課題 A: レコードの冒頭から「71, 21, 293, 56」を含む行までを、「red tile roof」を「slate roof」に置き換え、ほかは一切変えずに書き直してもらえますか？
------ 抜粋本文 ------
06.04
グルメに行くばい! 第39回 :番外編5 まだまだロンドン
まだロンドンにいる。ホテル近くのパン屋さんで朝食をとって、仕事をして、夕方になったら、1人の時はインド料理店に入って酒を飲み、飯を食ってホテルに帰る。寝る。単調な生活ながら、ロンドンは住み心地がきわめて良かった。
(余談)
ある夜、ホテルの部屋で風呂に入った。1日の汚れと疲れを洗い流すためである。ついでに、下着やハンカチの洗濯にも挑んだ。
ハンカチは、洗って絞ったら、窓ガラスに張り付ける。こうすると、アイロンをかけたように皺が伸びる。これを洗い張りという。
下着は、水気を絞ったら……、どこにも吊すところがないので、床に並べておく。なーに、乾けばいいのである。
そんな作業に従事していたら、突然、日本語が耳に飛び込んできた。ここはイギリスである。ロンドンである。1人きりの部屋である。私以外に声を出すものがいるはずがない。ましてや日本語とは……。
おそるおそる、声の主を捜した。バスルームには私だけだった。部屋をのぞいた。誰もいなかった。そのかわり、テレビがついていた。そうか、1人きりでは寂しいので、テレビをつけっぱなしにして湯船に入ったんだっけ。
そのテレビで、どう見ても日本人としか思えない侍たちが動き回り、日本語をしゃべっていた。しばらく見ていると、黒澤明監督の名作「七人の侍」であると知れた。
字幕放送だった。字幕が英語だった。ロンドンにいることを再確認した。
今回は、これまで触れなかった昼食から話を始めよう。
------
課題 B: ロンドン滞在をつづったこの文章の続きを書いてもらえますか？
------ データ抜粋 ------
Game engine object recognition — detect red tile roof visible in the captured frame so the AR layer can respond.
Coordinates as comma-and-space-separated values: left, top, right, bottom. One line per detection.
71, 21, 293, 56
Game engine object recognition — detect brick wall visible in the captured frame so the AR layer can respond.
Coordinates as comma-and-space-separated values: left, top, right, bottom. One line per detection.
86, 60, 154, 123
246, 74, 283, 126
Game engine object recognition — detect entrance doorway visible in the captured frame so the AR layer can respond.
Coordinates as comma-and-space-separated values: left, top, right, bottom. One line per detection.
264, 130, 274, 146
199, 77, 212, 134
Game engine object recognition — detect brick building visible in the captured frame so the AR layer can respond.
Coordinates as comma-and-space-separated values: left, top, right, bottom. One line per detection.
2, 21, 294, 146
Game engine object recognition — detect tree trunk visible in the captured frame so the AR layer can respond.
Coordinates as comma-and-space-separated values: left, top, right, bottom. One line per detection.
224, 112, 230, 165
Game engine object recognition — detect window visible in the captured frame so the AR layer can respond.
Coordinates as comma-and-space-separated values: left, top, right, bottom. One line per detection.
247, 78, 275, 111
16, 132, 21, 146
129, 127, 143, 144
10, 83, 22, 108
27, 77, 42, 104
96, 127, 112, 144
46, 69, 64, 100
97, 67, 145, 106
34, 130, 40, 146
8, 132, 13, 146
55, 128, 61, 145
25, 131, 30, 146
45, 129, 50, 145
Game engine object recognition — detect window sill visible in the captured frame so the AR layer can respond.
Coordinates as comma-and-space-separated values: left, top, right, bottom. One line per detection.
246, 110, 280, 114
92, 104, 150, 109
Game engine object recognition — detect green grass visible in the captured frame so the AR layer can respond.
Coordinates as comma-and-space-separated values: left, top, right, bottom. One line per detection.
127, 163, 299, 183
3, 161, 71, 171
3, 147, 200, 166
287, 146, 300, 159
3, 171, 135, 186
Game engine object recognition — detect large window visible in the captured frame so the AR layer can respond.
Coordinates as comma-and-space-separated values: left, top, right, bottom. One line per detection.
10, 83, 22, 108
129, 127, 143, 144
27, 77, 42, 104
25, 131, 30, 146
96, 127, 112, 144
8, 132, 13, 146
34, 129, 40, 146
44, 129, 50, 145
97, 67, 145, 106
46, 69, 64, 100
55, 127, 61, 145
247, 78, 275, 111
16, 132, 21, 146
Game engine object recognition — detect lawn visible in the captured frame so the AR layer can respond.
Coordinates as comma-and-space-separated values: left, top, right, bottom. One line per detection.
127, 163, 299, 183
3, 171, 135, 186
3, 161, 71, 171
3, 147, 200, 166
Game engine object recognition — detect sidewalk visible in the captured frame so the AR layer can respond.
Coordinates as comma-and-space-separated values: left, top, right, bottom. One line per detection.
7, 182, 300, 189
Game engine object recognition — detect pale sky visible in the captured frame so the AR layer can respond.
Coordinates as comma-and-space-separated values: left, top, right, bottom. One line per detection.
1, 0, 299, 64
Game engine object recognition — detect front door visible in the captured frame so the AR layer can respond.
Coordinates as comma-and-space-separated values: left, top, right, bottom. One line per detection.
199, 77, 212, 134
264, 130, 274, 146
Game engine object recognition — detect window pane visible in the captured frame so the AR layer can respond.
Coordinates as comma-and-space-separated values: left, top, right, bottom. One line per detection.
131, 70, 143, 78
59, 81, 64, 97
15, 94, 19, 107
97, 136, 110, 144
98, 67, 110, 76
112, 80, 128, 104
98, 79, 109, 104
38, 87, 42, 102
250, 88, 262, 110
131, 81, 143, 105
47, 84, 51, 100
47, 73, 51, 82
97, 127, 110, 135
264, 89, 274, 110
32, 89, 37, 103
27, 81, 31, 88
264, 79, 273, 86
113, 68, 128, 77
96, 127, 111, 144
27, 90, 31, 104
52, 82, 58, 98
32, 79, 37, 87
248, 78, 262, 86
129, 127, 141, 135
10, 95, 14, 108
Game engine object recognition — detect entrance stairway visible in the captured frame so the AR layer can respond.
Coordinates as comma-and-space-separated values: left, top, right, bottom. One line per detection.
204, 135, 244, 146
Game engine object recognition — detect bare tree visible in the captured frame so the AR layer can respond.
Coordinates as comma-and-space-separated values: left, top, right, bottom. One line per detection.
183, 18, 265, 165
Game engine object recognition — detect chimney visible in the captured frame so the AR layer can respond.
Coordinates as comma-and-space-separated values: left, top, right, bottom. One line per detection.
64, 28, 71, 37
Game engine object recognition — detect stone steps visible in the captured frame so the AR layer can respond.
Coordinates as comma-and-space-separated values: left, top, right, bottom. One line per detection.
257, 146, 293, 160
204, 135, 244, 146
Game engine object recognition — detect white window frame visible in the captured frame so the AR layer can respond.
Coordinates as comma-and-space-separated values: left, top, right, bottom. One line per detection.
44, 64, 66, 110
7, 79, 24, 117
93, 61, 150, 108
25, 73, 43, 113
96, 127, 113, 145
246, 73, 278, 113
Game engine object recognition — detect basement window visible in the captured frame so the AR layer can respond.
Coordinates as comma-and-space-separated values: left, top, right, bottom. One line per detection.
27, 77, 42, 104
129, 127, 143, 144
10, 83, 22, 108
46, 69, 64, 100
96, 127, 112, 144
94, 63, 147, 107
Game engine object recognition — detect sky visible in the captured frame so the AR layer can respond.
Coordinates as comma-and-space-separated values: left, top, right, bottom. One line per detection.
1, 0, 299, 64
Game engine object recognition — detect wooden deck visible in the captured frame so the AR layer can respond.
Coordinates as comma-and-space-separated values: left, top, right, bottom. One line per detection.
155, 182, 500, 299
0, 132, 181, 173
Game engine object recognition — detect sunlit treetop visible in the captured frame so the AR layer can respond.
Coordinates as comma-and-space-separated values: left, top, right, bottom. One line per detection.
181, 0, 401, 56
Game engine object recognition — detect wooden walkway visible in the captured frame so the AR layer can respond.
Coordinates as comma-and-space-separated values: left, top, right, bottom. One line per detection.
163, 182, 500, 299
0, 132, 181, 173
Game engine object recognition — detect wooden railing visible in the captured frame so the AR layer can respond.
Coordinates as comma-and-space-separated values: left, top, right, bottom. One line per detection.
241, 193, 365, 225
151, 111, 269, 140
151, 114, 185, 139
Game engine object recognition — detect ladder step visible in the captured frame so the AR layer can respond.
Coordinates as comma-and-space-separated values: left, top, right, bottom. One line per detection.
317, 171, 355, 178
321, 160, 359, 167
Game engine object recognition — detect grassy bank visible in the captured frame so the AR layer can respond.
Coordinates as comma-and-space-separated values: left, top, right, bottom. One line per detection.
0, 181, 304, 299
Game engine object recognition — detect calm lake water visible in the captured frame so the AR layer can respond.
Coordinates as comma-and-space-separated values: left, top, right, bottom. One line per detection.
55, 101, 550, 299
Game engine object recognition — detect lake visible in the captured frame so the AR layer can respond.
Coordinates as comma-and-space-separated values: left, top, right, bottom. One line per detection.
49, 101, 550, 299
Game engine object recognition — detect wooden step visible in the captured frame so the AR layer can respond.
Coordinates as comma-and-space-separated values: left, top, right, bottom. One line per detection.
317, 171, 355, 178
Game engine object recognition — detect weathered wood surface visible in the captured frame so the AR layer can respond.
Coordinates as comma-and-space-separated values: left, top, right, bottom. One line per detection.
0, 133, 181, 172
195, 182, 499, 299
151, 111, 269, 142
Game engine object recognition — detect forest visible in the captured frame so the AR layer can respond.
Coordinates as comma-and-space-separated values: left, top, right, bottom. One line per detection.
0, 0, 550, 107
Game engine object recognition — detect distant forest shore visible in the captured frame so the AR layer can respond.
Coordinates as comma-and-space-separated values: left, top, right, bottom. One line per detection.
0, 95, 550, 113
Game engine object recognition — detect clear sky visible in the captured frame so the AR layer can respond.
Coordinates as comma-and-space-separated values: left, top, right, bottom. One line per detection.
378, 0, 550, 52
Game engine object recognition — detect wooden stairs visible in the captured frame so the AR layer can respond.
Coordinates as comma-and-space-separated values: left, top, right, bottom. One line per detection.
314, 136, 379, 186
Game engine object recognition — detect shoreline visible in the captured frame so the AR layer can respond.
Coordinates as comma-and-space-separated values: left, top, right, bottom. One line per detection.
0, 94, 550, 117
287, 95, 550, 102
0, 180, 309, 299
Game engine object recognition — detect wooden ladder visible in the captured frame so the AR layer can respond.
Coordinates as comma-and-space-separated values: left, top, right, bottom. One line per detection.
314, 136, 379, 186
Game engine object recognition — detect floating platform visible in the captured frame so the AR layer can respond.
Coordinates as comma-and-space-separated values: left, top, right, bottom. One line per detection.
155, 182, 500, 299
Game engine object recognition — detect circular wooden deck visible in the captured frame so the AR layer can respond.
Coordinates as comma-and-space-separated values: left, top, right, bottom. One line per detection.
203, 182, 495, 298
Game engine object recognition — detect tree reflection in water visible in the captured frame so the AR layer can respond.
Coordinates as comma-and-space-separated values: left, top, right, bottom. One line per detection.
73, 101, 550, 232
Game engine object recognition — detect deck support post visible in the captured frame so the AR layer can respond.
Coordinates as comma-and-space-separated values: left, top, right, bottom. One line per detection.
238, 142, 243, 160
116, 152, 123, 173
------
模範解答 A:
Game engine object recognition — detect slate roof visible in the captured frame so the AR layer can respond.
Coordinates as comma-and-space-separated values: left, top, right, bottom. One line per detection.
71, 21, 293, 56

模範解答 B:
朝から、ロンドンの金融街、シティーに出かけた。もちろん、仕事である。無事仕事が終わったころ、昼時が迫っていた。
「大道さん、お昼をご一緒いかがですか?」
初対面で仕事上のお世話になったばかりというのに、親切な申し出である。こうした好意は裏切ってはならない。私は、人の情を知る者である。
「もう、日本を発たれてずいぶんになるでしょう。そろそろ、和食が恋しくなったのではないですか?」
いや、私は雑食性の人間である。何よりも和食を愛するとはいえ、10日や20日で和食が恋しくなるほどやわではない。が、好意は裏切ってはならない。
「和食? ありがたいですね」
「シティーにね、1軒だけなかなかの和食を出す店があるんですよ。ご案内します」
ビルの地下にある店だった。5m離れていても香りが漂ってきそうな木の引き戸をあけると、店内はかなり広い。大きなカウンターはペンキもニスも塗っていない無垢の板である。凝った店だ。
カウンターに陣取った。メニューがきた。
「大道さん、お好きなものを頼んでください」
私が食べるのである。言われなくてもそうする。
おもむろにメニューを開いた。すぐに目が点になった。そう、ロンドン2日目の朝、ホテルのレストランで起きたのと同じ症状である。ただし、今回は一桁違っていた。
(余談)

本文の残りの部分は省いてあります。